- [Description of the task]: Lay out as a numbered list, omitting blank lines, only the lines of the records below that begin with the line containing "bar stool backrest." and continue through the line containing "xmin=333 ymin=155 xmax=367 ymax=225", both included.

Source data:
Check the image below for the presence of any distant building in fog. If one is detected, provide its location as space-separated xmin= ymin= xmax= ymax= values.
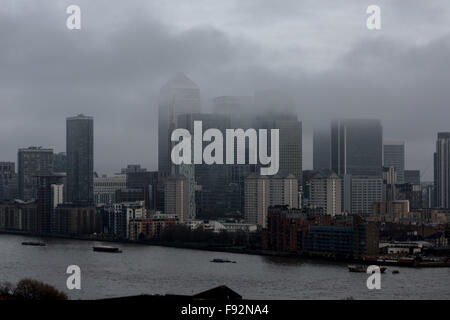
xmin=18 ymin=147 xmax=53 ymax=201
xmin=434 ymin=132 xmax=450 ymax=209
xmin=244 ymin=174 xmax=300 ymax=228
xmin=158 ymin=73 xmax=201 ymax=173
xmin=383 ymin=142 xmax=405 ymax=183
xmin=244 ymin=175 xmax=270 ymax=228
xmin=94 ymin=174 xmax=127 ymax=205
xmin=309 ymin=173 xmax=342 ymax=216
xmin=66 ymin=115 xmax=94 ymax=204
xmin=164 ymin=176 xmax=189 ymax=222
xmin=0 ymin=162 xmax=18 ymax=201
xmin=405 ymin=170 xmax=420 ymax=185
xmin=53 ymin=152 xmax=67 ymax=172
xmin=344 ymin=175 xmax=383 ymax=217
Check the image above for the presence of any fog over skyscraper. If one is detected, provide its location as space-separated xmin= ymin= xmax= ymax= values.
xmin=313 ymin=128 xmax=331 ymax=171
xmin=331 ymin=119 xmax=383 ymax=176
xmin=66 ymin=114 xmax=94 ymax=204
xmin=158 ymin=73 xmax=201 ymax=172
xmin=18 ymin=147 xmax=53 ymax=201
xmin=383 ymin=141 xmax=405 ymax=184
xmin=434 ymin=132 xmax=450 ymax=208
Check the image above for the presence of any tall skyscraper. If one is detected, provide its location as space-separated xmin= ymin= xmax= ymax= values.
xmin=313 ymin=129 xmax=331 ymax=171
xmin=158 ymin=73 xmax=201 ymax=172
xmin=18 ymin=147 xmax=53 ymax=201
xmin=177 ymin=113 xmax=233 ymax=218
xmin=244 ymin=175 xmax=270 ymax=228
xmin=434 ymin=132 xmax=450 ymax=209
xmin=309 ymin=173 xmax=342 ymax=216
xmin=383 ymin=142 xmax=405 ymax=184
xmin=0 ymin=162 xmax=17 ymax=201
xmin=405 ymin=170 xmax=420 ymax=185
xmin=344 ymin=175 xmax=383 ymax=217
xmin=66 ymin=114 xmax=94 ymax=204
xmin=331 ymin=119 xmax=383 ymax=176
xmin=164 ymin=176 xmax=189 ymax=222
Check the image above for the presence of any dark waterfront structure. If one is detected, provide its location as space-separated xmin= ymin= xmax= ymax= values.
xmin=0 ymin=162 xmax=18 ymax=201
xmin=331 ymin=119 xmax=383 ymax=176
xmin=18 ymin=147 xmax=53 ymax=201
xmin=66 ymin=115 xmax=94 ymax=204
xmin=36 ymin=175 xmax=64 ymax=234
xmin=158 ymin=73 xmax=201 ymax=173
xmin=434 ymin=132 xmax=450 ymax=208
xmin=177 ymin=113 xmax=230 ymax=218
xmin=264 ymin=206 xmax=379 ymax=258
xmin=53 ymin=152 xmax=67 ymax=172
xmin=405 ymin=170 xmax=420 ymax=185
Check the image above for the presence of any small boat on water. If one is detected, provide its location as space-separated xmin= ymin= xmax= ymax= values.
xmin=211 ymin=259 xmax=236 ymax=263
xmin=92 ymin=246 xmax=122 ymax=253
xmin=348 ymin=265 xmax=386 ymax=273
xmin=22 ymin=241 xmax=46 ymax=247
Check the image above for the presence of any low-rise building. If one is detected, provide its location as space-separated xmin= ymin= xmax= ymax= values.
xmin=54 ymin=203 xmax=103 ymax=236
xmin=263 ymin=206 xmax=379 ymax=257
xmin=0 ymin=200 xmax=41 ymax=233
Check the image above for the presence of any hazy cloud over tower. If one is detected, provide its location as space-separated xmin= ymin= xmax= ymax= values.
xmin=0 ymin=0 xmax=450 ymax=179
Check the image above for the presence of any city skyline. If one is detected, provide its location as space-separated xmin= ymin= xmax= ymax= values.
xmin=0 ymin=1 xmax=450 ymax=181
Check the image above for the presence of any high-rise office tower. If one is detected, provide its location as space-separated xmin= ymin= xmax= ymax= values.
xmin=331 ymin=119 xmax=383 ymax=176
xmin=244 ymin=175 xmax=270 ymax=228
xmin=164 ymin=176 xmax=189 ymax=222
xmin=0 ymin=162 xmax=17 ymax=201
xmin=177 ymin=113 xmax=232 ymax=218
xmin=434 ymin=132 xmax=450 ymax=209
xmin=313 ymin=128 xmax=331 ymax=171
xmin=255 ymin=112 xmax=303 ymax=182
xmin=270 ymin=174 xmax=299 ymax=208
xmin=309 ymin=173 xmax=342 ymax=216
xmin=383 ymin=142 xmax=405 ymax=184
xmin=37 ymin=174 xmax=64 ymax=234
xmin=254 ymin=90 xmax=303 ymax=187
xmin=18 ymin=147 xmax=53 ymax=201
xmin=53 ymin=152 xmax=67 ymax=173
xmin=66 ymin=115 xmax=94 ymax=204
xmin=158 ymin=73 xmax=201 ymax=172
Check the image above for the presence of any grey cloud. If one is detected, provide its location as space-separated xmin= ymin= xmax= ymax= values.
xmin=0 ymin=0 xmax=450 ymax=178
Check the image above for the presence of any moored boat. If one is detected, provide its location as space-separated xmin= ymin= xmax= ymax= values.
xmin=92 ymin=246 xmax=122 ymax=253
xmin=22 ymin=241 xmax=46 ymax=247
xmin=348 ymin=265 xmax=386 ymax=273
xmin=211 ymin=259 xmax=236 ymax=263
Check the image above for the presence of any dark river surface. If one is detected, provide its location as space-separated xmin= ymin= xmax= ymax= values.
xmin=0 ymin=234 xmax=450 ymax=299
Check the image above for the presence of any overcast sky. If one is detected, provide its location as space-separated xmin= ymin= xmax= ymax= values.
xmin=0 ymin=0 xmax=450 ymax=180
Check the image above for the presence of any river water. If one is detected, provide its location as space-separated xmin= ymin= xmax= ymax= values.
xmin=0 ymin=234 xmax=450 ymax=299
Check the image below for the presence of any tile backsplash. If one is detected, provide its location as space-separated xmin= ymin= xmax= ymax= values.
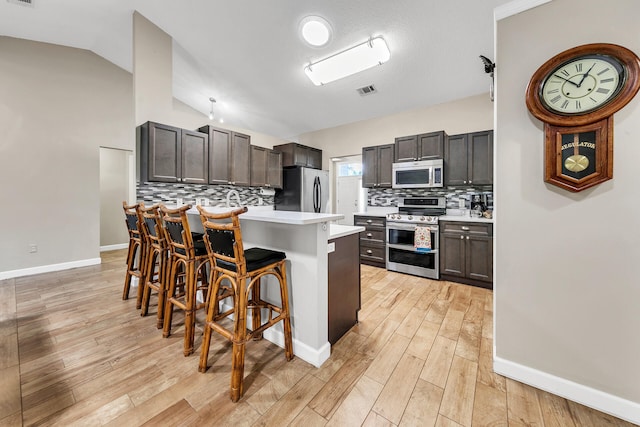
xmin=136 ymin=182 xmax=493 ymax=210
xmin=136 ymin=182 xmax=273 ymax=206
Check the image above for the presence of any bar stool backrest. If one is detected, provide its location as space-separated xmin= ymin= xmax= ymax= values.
xmin=198 ymin=206 xmax=247 ymax=275
xmin=160 ymin=204 xmax=195 ymax=259
xmin=122 ymin=201 xmax=144 ymax=239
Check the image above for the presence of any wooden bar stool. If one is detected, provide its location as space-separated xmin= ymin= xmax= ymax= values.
xmin=140 ymin=205 xmax=169 ymax=329
xmin=160 ymin=204 xmax=209 ymax=356
xmin=198 ymin=206 xmax=293 ymax=402
xmin=122 ymin=201 xmax=146 ymax=308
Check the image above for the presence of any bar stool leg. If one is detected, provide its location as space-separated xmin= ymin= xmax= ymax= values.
xmin=184 ymin=262 xmax=197 ymax=356
xmin=276 ymin=261 xmax=293 ymax=360
xmin=230 ymin=277 xmax=247 ymax=402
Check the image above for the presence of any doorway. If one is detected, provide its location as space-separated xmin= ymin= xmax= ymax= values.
xmin=100 ymin=147 xmax=136 ymax=251
xmin=333 ymin=155 xmax=367 ymax=225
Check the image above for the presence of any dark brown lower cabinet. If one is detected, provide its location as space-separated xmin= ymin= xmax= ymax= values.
xmin=440 ymin=221 xmax=493 ymax=289
xmin=329 ymin=233 xmax=360 ymax=345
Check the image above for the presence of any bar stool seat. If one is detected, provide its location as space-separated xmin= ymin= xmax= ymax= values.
xmin=198 ymin=206 xmax=293 ymax=402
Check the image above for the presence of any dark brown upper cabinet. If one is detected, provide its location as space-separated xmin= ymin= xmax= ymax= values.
xmin=138 ymin=122 xmax=209 ymax=184
xmin=273 ymin=142 xmax=322 ymax=169
xmin=198 ymin=125 xmax=251 ymax=185
xmin=251 ymin=145 xmax=282 ymax=188
xmin=444 ymin=130 xmax=493 ymax=185
xmin=362 ymin=144 xmax=394 ymax=188
xmin=394 ymin=131 xmax=447 ymax=162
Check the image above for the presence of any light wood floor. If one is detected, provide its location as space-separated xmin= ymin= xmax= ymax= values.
xmin=0 ymin=251 xmax=631 ymax=427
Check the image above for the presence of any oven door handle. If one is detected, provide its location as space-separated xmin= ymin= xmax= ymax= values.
xmin=387 ymin=222 xmax=438 ymax=231
xmin=387 ymin=243 xmax=438 ymax=255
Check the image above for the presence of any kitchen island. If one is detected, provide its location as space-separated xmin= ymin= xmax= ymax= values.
xmin=188 ymin=207 xmax=364 ymax=367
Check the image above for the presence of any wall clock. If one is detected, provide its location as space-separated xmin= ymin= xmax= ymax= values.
xmin=525 ymin=43 xmax=640 ymax=191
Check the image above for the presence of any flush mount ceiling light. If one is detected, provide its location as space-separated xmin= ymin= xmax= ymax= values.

- [Answer to this exercise]:
1. Check the image above for the presence of any bar stool backrest. If one is detected, provide its location as space-separated xmin= ymin= xmax= ymax= values.
2. xmin=198 ymin=206 xmax=247 ymax=275
3. xmin=160 ymin=204 xmax=195 ymax=259
4. xmin=122 ymin=201 xmax=144 ymax=239
5. Check the image above for the presence of any wooden bar stool. If one is detected, provide its location as space-separated xmin= ymin= xmax= ymax= values.
6. xmin=140 ymin=205 xmax=169 ymax=329
7. xmin=160 ymin=204 xmax=209 ymax=356
8. xmin=198 ymin=206 xmax=293 ymax=402
9. xmin=122 ymin=201 xmax=146 ymax=308
10. Check the image above for the presence of any bar stool leg. If one is detected, provide its location as space-separated xmin= ymin= xmax= ymax= values.
11. xmin=184 ymin=262 xmax=197 ymax=356
12. xmin=276 ymin=261 xmax=293 ymax=360
13. xmin=230 ymin=277 xmax=247 ymax=402
14. Check the image above for the presence of any doorway. If one is detected, provide its location as space-separated xmin= ymin= xmax= ymax= values.
15. xmin=100 ymin=147 xmax=136 ymax=251
16. xmin=333 ymin=155 xmax=367 ymax=225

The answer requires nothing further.